課題一覧
• 1. 文書の内容と、次の(a)〜(c)の記述が合っているかを判定してください。それぞれ「はい」か「いいえ」で答え、決め手となる文書の語句を正確に引用してください。
(a) 統計上の自己破産件数は、2003年に最も多かった。
(b) 2016年と2017年の自己破産件数は、ピーク時の半分を上回っていた。
(c) 筆者は金融情報サイトを運営している。
• 2. 文書のうち、「もちろん、昔から返済に行き詰」で始まり「いと思うので、債務整理を考えています。」」で終わる部分を、一字も変えずに書き写してください。

文書
........

若者の自己破産・債務整理に一言!
最近、知り合いの金融マンが嘆いていましたが、「近年20代の若い世代の自己破産や債務整理が増加している」とのことです。
もちろん、昔から返済に行き詰って、自己破産や債務整理をする人はいましたし、統計上の自己破産件数だけで言えば、むしろ昔の方が多かったのも事実です。
(データー上の自己破産件数は、2003年のピーク以降、減少傾向です。2016年、2017年と、2年連続で前年比増加したものの、まだピーク時の3分の1以下の件数に抑えられています。)
しかし、最近は、若い世代を中心に、とても返済不能とは思えないほど少ない負債額なのに、安易に自己破産や債務整理の手続きを取る人が増えてきているという指摘です。
簡単にギブアップする若者が増えた?
この指摘には、筆者も心当たりがあります。
筆者は、金融情報サイトを運営していることもあって、キャッシングに関する疑問、質問に回答することも多くありますが、最近では、若い世代の方から次のような相談を受けることも多くなってきました。
「消費者金融からの借金が総額100万円くらいになって、なかなか減らないと思うので、債務整理を考えています。」
「14%~18%という金利が高く、なかなか借金が減っていかないので債務整理か自己破産をしたい」

........

データ抜粋
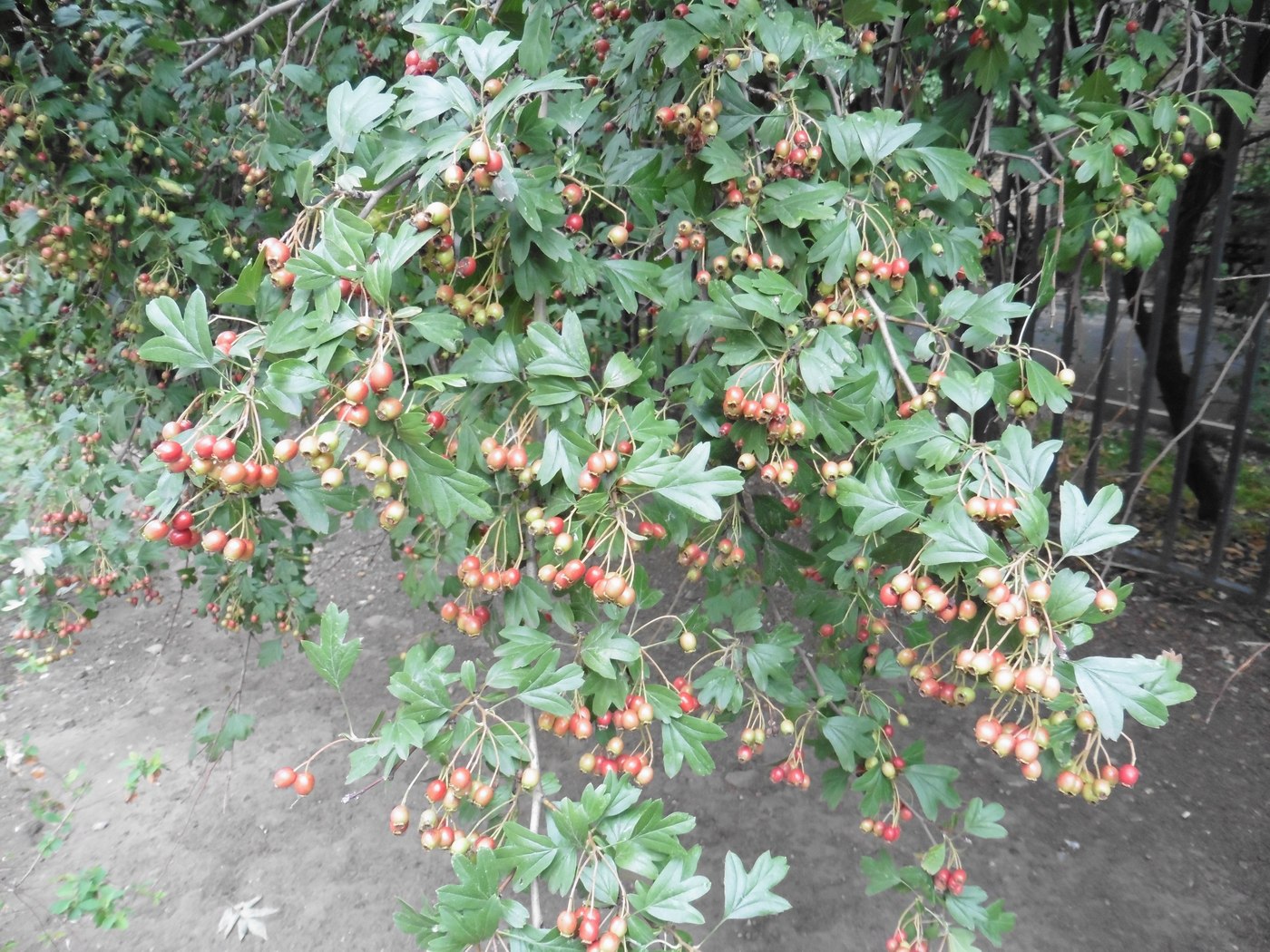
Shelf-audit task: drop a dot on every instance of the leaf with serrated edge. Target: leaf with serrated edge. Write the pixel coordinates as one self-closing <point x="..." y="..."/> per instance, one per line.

........

解答例
• 1.
(a) はい。「データー上の自己破産件数は、2003年のピーク以降、減少傾向です。」
(b) いいえ。「まだピーク時の3分の1以下の件数に抑えられています。」
(c) はい。「筆者は、金融情報サイトを運営していることもあって」

• 2.
もちろん、昔から返済に行き詰って、自己破産や債務整理をする人はいましたし、統計上の自己破産件数だけで言えば、むしろ昔の方が多かったのも事実です。
(データー上の自己破産件数は、2003年のピーク以降、減少傾向です。2016年、2017年と、2年連続で前年比増加したものの、まだピーク時の3分の1以下の件数に抑えられています。)
しかし、最近は、若い世代を中心に、とても返済不能とは思えないほど少ない負債額なのに、安易に自己破産や債務整理の手続きを取る人が増えてきているという指摘です。
簡単にギブアップする若者が増えた?
この指摘には、筆者も心当たりがあります。
筆者は、金融情報サイトを運営していることもあって、キャッシングに関する疑問、質問に回答することも多くありますが、最近では、若い世代の方から次のような相談を受けることも多くなってきました。
「消費者金融からの借金が総額100万円くらいになって、なかなか減らないと思うので、債務整理を考えています。」